According to the announcement below about St. Clair College's Green Carpet event, which organization partnered with the Student Representative Council to create the event?

## Document extract:

----------

College Rolls Out The Green Carpet In Early November

environ speaker

Students, professors and staff are invited to attend the first-ever Green Carpet event, featuring a visit by a world-renowned scientist, to St. Clair College on Sunday, November 3rd.

St. Clair students are playing a leading role to ensure that Windsor’s postsecondary students, professors and community members receive the extraordinary wisdom of recent scientific discoveries that will help them to feel not only deeply connected to trees and other species but empowered to take action to save our planet from climate change.

The Student Representative Council (SRC) has teamed with the Pelee Island Observatory to create an exciting Green Carpet event where the community can hear from world-renowned scientist and visionary Diana Beresford-Kroeger on Sunday, November 3rd at the Student Life Centre, from 7 to 9 p.m..

Her new book, "To Speak for the Trees", shares her journey as a child who became orphaned, was schooled in ancient traditional knowledge of the natural world, and led her to fascinating discoveries as a student and a scientist about the relationships between humans, trees, and other species. Pre-orders of the first edition of her book and tour events in other parts of Ontario have sold out.

----------

## Source material:
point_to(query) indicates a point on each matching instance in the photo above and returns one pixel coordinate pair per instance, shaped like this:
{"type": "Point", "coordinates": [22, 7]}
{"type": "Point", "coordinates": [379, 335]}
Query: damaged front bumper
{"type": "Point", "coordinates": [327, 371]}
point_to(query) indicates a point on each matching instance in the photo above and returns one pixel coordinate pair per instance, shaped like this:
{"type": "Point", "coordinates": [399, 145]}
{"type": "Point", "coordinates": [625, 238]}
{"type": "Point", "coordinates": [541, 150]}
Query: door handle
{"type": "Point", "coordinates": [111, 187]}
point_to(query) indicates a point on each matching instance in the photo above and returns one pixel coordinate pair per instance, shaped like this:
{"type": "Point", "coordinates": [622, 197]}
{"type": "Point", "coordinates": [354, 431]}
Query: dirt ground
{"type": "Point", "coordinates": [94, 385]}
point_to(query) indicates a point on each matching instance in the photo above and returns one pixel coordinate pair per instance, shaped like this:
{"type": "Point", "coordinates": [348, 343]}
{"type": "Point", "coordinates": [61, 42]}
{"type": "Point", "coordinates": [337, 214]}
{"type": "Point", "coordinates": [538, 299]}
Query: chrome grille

----------

## Answer to the exercise:
The Pelee Island Observatory